Photo-based referring expression data

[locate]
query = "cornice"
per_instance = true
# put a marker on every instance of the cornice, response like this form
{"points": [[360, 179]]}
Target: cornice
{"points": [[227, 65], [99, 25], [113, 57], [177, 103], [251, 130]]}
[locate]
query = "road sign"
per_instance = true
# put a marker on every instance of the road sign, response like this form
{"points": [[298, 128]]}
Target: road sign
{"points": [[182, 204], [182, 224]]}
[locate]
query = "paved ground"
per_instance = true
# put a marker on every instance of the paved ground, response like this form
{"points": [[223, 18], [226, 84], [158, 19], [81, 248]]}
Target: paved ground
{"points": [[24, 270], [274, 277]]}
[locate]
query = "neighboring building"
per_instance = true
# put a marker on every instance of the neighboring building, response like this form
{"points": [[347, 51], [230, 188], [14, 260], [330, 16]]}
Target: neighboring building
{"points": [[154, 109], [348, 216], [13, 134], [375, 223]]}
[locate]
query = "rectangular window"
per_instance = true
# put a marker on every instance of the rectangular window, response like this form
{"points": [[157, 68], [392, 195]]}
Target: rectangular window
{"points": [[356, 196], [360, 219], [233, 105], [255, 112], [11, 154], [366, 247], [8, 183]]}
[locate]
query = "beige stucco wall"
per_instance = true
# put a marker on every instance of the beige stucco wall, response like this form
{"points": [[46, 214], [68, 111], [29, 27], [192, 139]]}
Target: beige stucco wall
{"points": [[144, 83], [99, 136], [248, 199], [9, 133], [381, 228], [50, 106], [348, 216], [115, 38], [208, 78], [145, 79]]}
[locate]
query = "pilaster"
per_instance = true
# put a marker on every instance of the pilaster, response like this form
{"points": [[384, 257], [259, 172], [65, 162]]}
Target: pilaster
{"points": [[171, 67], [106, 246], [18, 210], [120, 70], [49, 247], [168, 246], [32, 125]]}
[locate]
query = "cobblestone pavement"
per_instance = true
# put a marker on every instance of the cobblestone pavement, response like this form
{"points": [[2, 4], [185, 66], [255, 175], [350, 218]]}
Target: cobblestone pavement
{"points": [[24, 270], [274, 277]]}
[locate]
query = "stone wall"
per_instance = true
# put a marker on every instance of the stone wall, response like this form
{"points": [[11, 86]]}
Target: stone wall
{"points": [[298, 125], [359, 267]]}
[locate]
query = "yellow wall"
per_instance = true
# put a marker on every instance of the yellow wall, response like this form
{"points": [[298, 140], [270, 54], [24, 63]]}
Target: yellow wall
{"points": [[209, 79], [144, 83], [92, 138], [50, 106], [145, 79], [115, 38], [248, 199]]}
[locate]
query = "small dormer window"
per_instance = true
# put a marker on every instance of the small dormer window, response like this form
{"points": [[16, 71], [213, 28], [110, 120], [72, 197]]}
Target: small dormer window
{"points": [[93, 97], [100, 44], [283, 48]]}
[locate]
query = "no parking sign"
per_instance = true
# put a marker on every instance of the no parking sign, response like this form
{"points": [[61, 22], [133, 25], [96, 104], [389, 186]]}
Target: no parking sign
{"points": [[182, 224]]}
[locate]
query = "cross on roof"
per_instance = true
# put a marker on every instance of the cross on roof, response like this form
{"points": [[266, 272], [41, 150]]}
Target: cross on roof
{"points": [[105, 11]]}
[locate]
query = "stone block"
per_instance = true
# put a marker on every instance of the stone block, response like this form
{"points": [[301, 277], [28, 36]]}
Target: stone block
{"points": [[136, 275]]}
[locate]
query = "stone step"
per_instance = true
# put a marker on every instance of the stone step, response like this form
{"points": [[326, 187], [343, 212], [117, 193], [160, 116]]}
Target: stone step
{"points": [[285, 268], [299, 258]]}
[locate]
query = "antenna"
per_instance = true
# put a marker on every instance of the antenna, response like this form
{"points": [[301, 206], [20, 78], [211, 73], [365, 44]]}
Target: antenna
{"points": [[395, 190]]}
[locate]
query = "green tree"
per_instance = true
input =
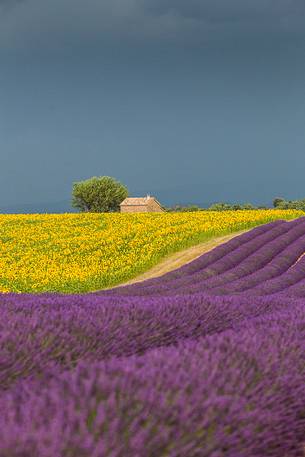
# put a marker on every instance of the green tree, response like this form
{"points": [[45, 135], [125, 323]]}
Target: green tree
{"points": [[98, 194], [278, 201]]}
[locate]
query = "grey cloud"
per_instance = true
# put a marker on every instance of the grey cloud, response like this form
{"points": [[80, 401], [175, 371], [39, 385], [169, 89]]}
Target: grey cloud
{"points": [[54, 23], [224, 10]]}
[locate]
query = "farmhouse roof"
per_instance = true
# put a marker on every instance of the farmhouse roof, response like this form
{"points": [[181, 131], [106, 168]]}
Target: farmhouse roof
{"points": [[138, 201]]}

Directions for this task =
Would you write out the data exactly, with no pictures in the copy?

Response =
[locate]
query = "cornice"
per_instance = true
# put a marker on every instance of the cornice, response like this form
{"points": [[360, 179]]}
Target: cornice
{"points": [[227, 65], [99, 25], [113, 57], [177, 103], [251, 130]]}
[locate]
query = "road sign"
per_instance = true
# put a marker on every instance of the road sign, response like this form
{"points": [[298, 128]]}
Target: road sign
{"points": [[182, 204], [182, 224]]}
[locate]
query = "paved ground"
per_instance = true
# put a marker on every instance of the paved ground, response like this form
{"points": [[223, 18], [226, 84], [158, 19], [81, 248]]}
Target: paved ground
{"points": [[24, 270], [274, 277]]}
[locate]
query = "neighboring building"
per_instance = true
# put a marker on every instance of the neighboring building, response like this form
{"points": [[347, 51], [230, 188], [14, 260], [330, 16]]}
Target: neighboring building
{"points": [[154, 109], [348, 216], [13, 134], [375, 223]]}
[locate]
query = "rectangular window"
per_instance = true
# put a marker on every instance of the rectangular window, response like this form
{"points": [[157, 68], [392, 195]]}
Target: rectangular window
{"points": [[356, 196], [360, 219], [233, 105], [255, 112], [11, 154], [366, 247], [8, 183]]}
[locate]
query = "beige stucco wall"
per_instance = true
# put a marker on every instance of the beige stucco wall, response like this form
{"points": [[46, 214], [68, 111], [29, 27], [192, 139]]}
Target: beige stucco wall
{"points": [[144, 83], [99, 136], [248, 199], [9, 133], [381, 228], [50, 106], [348, 216], [115, 38], [208, 78], [145, 79]]}
[locate]
query = "pilaster"
per_instance = true
# put a marker on every instance of the pilaster, response like this form
{"points": [[384, 257], [259, 172], [65, 162]]}
Target: pilaster
{"points": [[171, 67], [106, 246], [18, 210], [120, 70], [49, 247], [168, 246], [32, 125]]}
[locate]
query = "cobblestone pavement"
per_instance = true
# put a marker on every instance of the cobblestone pavement, response like this form
{"points": [[2, 4], [185, 66], [255, 175], [350, 218]]}
Target: cobblestone pavement
{"points": [[24, 270], [274, 277]]}
[locate]
query = "stone wall"
per_instance = true
# put a marker on every instance of the stone wall, response like this form
{"points": [[11, 86]]}
Target: stone wall
{"points": [[298, 125], [359, 267]]}
[locate]
query = "yellow wall"
per_instance = true
# put a marker on every instance of the yellow wall, response like this form
{"points": [[298, 140], [270, 54], [24, 63]]}
Target: yellow wall
{"points": [[209, 79], [144, 83], [92, 138], [50, 106], [145, 79], [115, 38], [248, 199]]}
[locate]
query = "small dormer window"
per_instance = true
# put a marker on every instance of the small dormer window, response like this form
{"points": [[16, 71], [213, 28], [110, 120], [72, 197]]}
Target: small dormer window
{"points": [[93, 97], [100, 44], [283, 48]]}
[locate]
query = "no parking sign"
per_instance = true
# put a marker on every instance of the no parking sign, response like this form
{"points": [[61, 22], [133, 25], [96, 104], [389, 186]]}
Target: no parking sign
{"points": [[182, 224]]}
[locate]
query = "cross on roof"
per_instance = true
# put a marker on every instance of the cross on roof, response like this form
{"points": [[266, 272], [41, 150]]}
Target: cross on roof
{"points": [[105, 11]]}
[locate]
query = "stone block"
per_instance = true
# put a marker on every instance of the stone block, response like this form
{"points": [[301, 277], [28, 36]]}
Target: stone block
{"points": [[136, 275]]}
[locate]
query = "stone step"
per_instance = true
# put a marker on every instance of the stone step, response like this form
{"points": [[326, 187], [343, 212], [117, 193], [160, 116]]}
Target: stone step
{"points": [[285, 268], [299, 258]]}
[locate]
query = "antenna"
per_instance = true
# put a marker on every instance of the antenna, response like this form
{"points": [[301, 206], [20, 78], [211, 73], [365, 44]]}
Target: antenna
{"points": [[395, 190]]}
[locate]
query = "green tree"
per_instance = true
input =
# put a marker on every instance of the green tree, response like this form
{"points": [[45, 135], [125, 323]]}
Target: green tree
{"points": [[98, 194], [278, 201]]}
[locate]
query = "grey cloud"
per_instance = true
# put a marker on every instance of the grey cloud, response like this form
{"points": [[80, 401], [175, 371], [39, 385], [169, 89]]}
Target: grey cloud
{"points": [[54, 23], [224, 10]]}
[locate]
query = "farmhouse roof"
per_instance = true
# put a marker on every instance of the farmhouse roof, response like this form
{"points": [[181, 131], [106, 168]]}
Target: farmhouse roof
{"points": [[138, 201]]}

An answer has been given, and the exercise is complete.